> EXERCISE DETAILS:
Duplicate the portion of the nozzle-problems text starting with "Composition Casting Followup: Nozzle" and going on through "that might exist.".

Composition Casting Followup: Nozzle Problems

During this weekend’s attempts at composition casting I had problems with type metal flow, both flowing where I don’t want it, and not flowing where I do want it.

I had many problems with nozzle freeze. On each casting cycle, the nozzle, which is the outlet of the metal pump, rises to seal against the opening on the underside of the mould, the pump stroke occurs, and the nozzle drops down again. The nozzle is heated by conduction from the molten metal in the pot, and also by the molten metal that pumps through it. It is cooled somewhat by radiation and air convection, but primarily by its periodic contact with the mould. The nozzle movement is adjusted to minimize the time it spends seated in the mould while still sealing against any pump pressure that might exist.

A nozzle freeze occurs when the metal in the nozzle solidifies before the mould is full and fails to melt again before the next casting cycle. At that point, there is no metal flow to heat the nozzle and the temperature drops quite a bit. The immediate cure is to turn off the pump so the nozzle can thaw again by heat conduction from the metal in the pot. Needless to say, at this point the cast line has lost some types.

Dataset rows:

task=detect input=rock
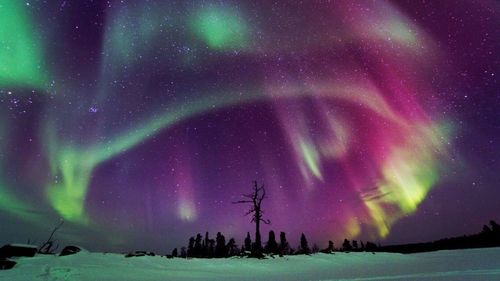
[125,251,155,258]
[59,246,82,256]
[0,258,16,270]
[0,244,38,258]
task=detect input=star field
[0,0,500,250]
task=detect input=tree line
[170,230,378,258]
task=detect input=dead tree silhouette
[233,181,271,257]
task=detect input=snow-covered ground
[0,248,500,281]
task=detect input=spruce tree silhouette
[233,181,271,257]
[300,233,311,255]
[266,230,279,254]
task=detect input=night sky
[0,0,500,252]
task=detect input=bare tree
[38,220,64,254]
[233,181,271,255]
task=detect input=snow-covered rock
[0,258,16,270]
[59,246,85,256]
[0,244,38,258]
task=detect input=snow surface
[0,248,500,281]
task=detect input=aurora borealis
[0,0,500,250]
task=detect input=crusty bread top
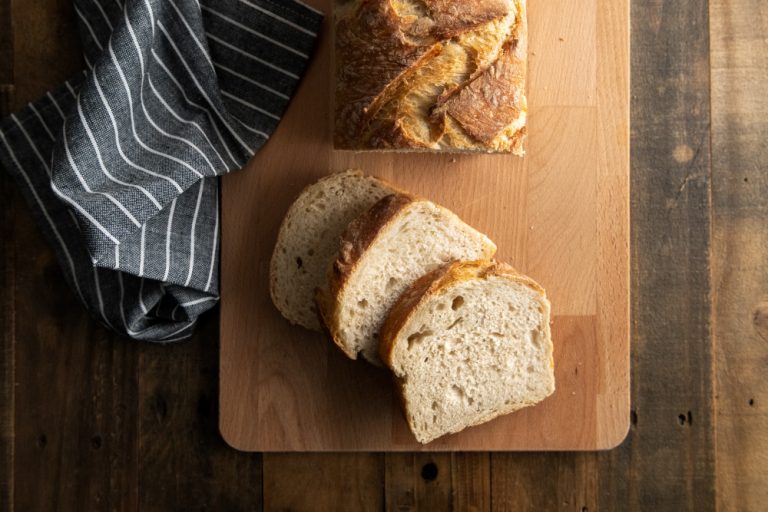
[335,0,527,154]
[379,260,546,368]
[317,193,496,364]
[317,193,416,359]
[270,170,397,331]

--

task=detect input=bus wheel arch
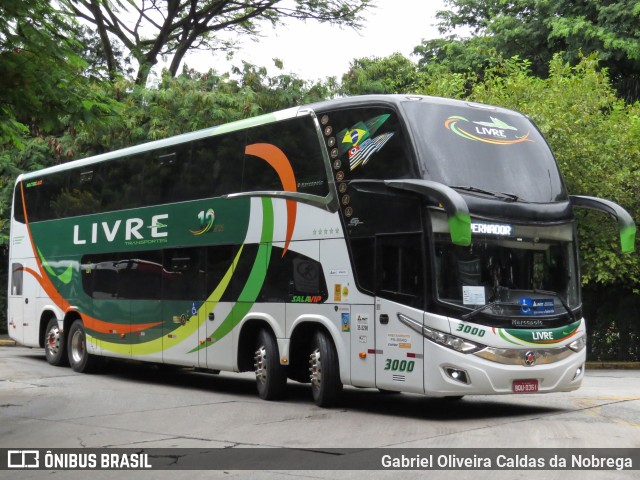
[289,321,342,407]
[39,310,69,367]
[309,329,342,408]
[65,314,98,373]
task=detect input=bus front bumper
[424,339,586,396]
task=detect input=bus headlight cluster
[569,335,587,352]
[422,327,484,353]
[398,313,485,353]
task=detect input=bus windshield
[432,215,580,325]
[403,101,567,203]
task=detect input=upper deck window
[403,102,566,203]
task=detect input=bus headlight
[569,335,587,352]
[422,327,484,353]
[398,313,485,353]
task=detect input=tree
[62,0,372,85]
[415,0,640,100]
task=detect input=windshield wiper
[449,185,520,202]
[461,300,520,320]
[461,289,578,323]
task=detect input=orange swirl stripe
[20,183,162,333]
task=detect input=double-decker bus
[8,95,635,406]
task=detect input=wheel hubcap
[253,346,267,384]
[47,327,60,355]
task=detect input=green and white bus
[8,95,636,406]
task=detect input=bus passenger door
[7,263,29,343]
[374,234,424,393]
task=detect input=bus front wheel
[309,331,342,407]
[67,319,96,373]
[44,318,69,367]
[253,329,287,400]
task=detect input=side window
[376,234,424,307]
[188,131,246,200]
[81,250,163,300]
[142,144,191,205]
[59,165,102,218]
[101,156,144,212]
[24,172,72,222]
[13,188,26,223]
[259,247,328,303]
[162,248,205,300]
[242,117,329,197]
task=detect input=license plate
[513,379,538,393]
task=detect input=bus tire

> EXPECTED OUTPUT:
Composition Casting Followup: Nozzle Problems

During this weekend’s attempts at composition casting I had problems with type metal flow, both flowing where I don’t want it, and not flowing where I do want it.

I had many problems with nozzle freeze. On each casting cycle, the nozzle, which is the outlet of the metal pump, rises to seal against the opening on the underside of the mould, the pump stroke occurs, and the nozzle drops down again. The nozzle is heated by conduction from the molten metal in the pot, and also by the molten metal that pumps through it. It is cooled somewhat by radiation and air convection, but primarily by its periodic contact with the mould. The nozzle movement is adjusted to minimize the time it spends seated in the mould while still sealing against any pump pressure that might exist.